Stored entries
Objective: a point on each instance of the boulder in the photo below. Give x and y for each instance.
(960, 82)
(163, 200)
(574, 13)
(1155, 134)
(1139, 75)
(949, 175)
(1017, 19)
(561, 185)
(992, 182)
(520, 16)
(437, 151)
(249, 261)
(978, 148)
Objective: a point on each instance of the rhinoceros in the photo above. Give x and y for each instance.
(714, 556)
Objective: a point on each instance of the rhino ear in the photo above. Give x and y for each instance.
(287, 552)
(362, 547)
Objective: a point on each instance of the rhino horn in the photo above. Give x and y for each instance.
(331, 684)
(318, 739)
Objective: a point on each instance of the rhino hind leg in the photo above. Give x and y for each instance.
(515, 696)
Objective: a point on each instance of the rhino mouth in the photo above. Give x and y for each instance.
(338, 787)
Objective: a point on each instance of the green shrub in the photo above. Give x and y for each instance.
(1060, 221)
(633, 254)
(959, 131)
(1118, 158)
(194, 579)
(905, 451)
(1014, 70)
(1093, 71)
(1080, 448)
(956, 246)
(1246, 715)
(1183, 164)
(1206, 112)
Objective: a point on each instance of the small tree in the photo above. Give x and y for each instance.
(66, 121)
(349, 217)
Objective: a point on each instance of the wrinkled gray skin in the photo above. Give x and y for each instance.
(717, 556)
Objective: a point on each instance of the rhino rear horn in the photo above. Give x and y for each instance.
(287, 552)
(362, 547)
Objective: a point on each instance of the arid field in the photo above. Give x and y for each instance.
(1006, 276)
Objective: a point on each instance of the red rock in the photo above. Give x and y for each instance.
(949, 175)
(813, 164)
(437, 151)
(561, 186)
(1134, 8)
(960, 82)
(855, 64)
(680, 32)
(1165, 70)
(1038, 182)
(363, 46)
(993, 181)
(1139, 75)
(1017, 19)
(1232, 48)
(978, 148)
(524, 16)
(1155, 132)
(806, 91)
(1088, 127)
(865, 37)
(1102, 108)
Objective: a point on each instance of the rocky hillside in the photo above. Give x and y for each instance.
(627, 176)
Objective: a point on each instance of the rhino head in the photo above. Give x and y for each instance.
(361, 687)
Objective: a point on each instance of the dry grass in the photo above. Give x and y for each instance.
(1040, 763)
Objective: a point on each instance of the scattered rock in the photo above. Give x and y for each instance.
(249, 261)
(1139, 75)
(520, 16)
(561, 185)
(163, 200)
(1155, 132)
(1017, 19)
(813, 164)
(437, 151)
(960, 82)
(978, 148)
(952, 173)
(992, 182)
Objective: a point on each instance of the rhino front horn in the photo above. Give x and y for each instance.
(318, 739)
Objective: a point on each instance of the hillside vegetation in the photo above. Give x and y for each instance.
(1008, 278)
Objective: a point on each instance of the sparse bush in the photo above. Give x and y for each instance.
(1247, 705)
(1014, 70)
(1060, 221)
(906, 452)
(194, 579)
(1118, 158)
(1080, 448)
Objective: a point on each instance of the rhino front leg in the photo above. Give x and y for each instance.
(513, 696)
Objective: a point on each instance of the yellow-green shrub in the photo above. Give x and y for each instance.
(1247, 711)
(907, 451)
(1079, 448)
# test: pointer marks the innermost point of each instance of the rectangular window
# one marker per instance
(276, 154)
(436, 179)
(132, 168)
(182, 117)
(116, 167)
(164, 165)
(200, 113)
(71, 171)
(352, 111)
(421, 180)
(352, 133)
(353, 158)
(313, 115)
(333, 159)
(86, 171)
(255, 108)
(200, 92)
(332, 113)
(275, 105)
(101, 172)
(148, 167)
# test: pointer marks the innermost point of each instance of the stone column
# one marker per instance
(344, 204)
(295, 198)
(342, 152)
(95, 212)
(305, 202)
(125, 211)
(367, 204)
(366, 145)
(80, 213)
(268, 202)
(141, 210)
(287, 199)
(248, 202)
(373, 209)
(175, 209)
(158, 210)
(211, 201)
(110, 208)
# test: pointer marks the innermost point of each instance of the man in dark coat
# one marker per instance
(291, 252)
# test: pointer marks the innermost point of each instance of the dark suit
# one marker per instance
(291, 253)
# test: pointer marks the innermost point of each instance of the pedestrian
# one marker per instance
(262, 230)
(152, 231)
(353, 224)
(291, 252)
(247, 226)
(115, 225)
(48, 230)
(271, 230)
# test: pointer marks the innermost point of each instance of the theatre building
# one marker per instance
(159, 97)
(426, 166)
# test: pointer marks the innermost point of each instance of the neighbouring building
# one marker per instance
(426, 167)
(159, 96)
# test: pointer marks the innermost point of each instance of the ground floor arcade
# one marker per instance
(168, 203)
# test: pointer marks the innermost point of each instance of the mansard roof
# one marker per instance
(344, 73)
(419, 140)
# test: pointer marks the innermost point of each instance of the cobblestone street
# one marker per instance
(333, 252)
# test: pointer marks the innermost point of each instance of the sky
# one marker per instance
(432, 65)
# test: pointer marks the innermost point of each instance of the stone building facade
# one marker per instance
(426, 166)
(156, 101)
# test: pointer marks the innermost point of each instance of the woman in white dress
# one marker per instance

Task brief
On how many lines of the data does the word "building" appear? Only the number is wanted.

Task output
3